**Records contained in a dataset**
——

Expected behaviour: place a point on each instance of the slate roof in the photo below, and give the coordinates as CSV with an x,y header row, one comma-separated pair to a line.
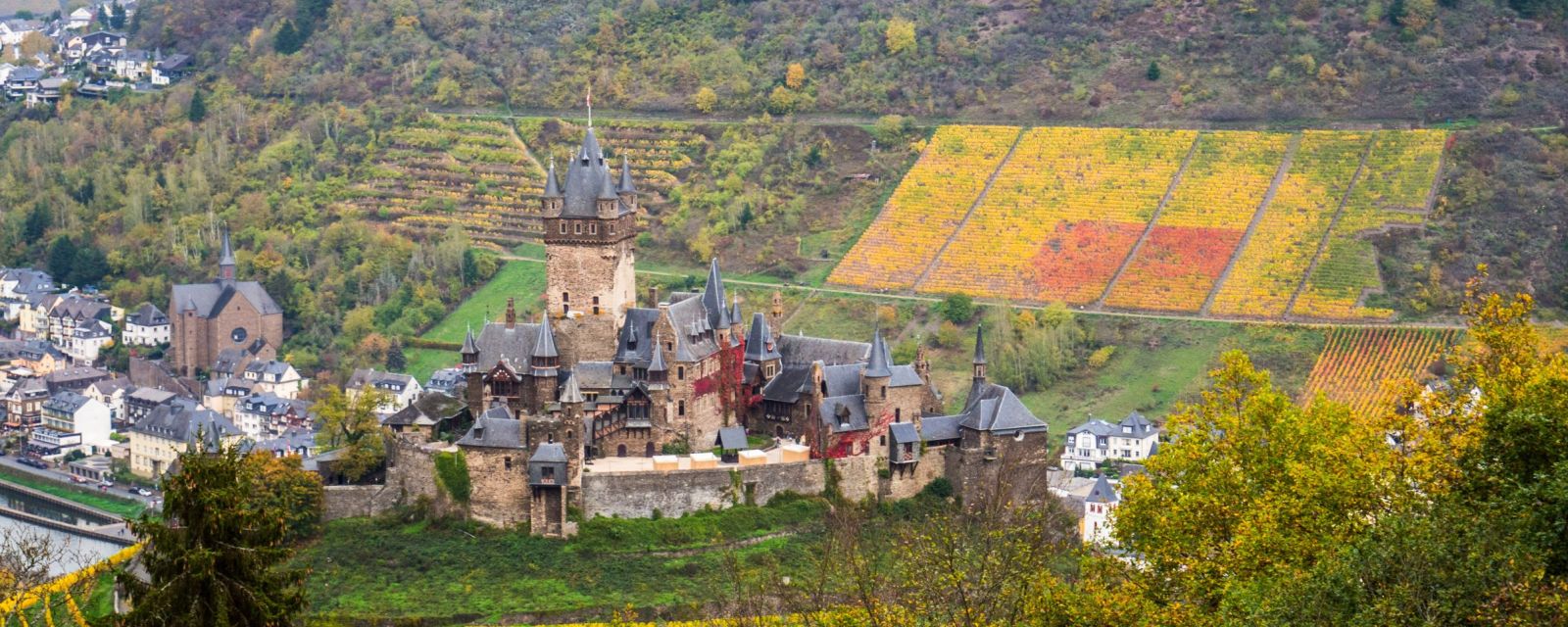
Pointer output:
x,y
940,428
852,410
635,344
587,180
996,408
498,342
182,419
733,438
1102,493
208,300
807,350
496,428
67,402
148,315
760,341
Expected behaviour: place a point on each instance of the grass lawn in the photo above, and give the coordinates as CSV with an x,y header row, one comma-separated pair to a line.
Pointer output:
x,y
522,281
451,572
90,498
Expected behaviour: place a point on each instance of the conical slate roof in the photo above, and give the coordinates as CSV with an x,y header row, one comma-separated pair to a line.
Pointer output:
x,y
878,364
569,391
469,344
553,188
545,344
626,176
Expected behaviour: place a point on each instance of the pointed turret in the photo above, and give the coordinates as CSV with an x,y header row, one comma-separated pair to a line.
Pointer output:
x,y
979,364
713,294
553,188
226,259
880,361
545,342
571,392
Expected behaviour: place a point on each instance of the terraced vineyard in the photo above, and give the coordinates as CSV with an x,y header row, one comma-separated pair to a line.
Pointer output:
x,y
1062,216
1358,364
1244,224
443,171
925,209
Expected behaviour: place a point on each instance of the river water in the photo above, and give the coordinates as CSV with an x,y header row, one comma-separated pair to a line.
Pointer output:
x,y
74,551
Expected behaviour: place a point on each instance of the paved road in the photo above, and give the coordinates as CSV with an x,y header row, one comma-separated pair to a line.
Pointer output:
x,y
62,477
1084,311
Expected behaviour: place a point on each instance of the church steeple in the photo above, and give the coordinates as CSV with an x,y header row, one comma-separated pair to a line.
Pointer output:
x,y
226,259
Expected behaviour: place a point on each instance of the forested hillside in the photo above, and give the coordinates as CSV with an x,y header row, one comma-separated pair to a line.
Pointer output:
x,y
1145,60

——

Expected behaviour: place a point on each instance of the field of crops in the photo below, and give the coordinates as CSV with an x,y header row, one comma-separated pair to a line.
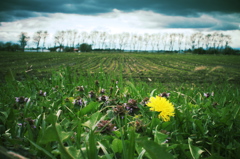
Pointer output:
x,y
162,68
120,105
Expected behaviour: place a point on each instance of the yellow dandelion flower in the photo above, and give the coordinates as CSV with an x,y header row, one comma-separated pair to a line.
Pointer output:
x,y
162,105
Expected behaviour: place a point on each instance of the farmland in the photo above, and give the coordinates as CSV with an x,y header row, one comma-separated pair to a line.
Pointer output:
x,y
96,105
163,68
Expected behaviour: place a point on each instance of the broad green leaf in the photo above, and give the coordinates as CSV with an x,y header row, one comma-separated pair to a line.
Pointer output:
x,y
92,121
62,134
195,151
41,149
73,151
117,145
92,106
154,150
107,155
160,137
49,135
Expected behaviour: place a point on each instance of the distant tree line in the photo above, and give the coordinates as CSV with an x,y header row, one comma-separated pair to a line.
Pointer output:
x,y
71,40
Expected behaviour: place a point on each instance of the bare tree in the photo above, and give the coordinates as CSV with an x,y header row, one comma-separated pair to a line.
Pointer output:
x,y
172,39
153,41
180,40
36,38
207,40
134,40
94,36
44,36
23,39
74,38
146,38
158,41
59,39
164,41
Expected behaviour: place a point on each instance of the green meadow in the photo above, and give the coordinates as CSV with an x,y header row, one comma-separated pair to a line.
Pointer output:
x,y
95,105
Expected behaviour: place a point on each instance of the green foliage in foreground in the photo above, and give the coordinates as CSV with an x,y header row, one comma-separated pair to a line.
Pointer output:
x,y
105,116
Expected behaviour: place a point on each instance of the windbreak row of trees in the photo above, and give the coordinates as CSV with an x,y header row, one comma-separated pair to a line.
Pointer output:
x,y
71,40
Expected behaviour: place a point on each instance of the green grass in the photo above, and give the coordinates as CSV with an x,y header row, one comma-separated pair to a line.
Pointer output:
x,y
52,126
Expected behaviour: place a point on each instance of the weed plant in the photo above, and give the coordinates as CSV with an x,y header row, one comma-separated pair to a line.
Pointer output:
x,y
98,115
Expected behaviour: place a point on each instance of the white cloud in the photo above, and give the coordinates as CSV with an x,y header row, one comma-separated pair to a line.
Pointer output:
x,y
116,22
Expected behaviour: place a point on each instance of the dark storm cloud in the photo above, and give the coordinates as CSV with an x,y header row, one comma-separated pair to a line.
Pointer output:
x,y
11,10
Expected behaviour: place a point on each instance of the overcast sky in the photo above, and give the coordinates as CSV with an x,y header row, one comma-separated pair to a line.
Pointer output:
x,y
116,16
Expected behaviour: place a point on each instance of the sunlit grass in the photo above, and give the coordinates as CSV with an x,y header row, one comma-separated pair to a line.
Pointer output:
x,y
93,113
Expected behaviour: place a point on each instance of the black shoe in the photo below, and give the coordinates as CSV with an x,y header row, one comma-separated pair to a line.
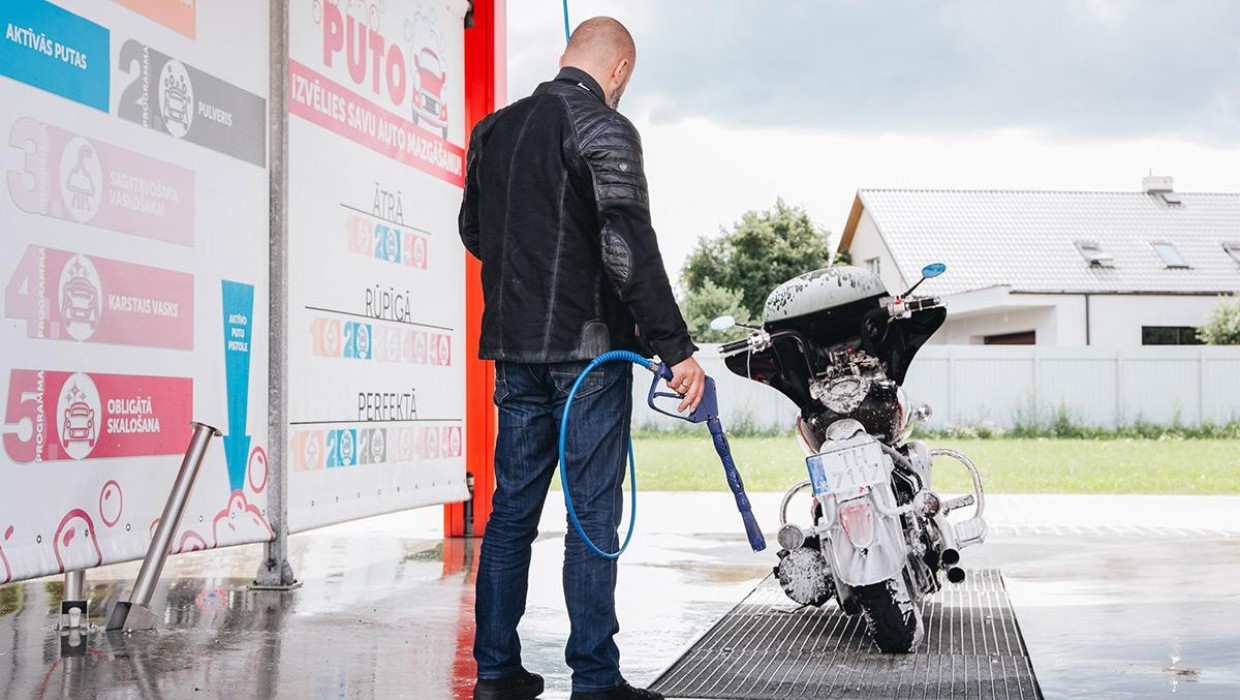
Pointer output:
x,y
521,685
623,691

——

Out of the entries above, write out only the lines between the line holding "Expected behaviour: place a point on each instance of the grass" and the line holding "of the pointed", inclusive, each exactly as given.

Expected behaviour: place a point on each instance of the grass lawn in the photo above, and give the coordinates as CSV with an x,y header row, one comma-separated pair to a line.
Pointer output:
x,y
522,281
451,572
90,498
Expected behaviour: place a point on each instance of the conical slate roof in the photo above, and give the coordinates as CSV with an x,y header row, one comma-separated pair to a line.
Pointer output:
x,y
878,364
569,391
469,344
553,188
545,344
626,176
Expected behaviour: place a point on each instance of the pointed turret in the photo above, and give the coordinates as CSV with an x,y header row, one comma-separated pair to a line.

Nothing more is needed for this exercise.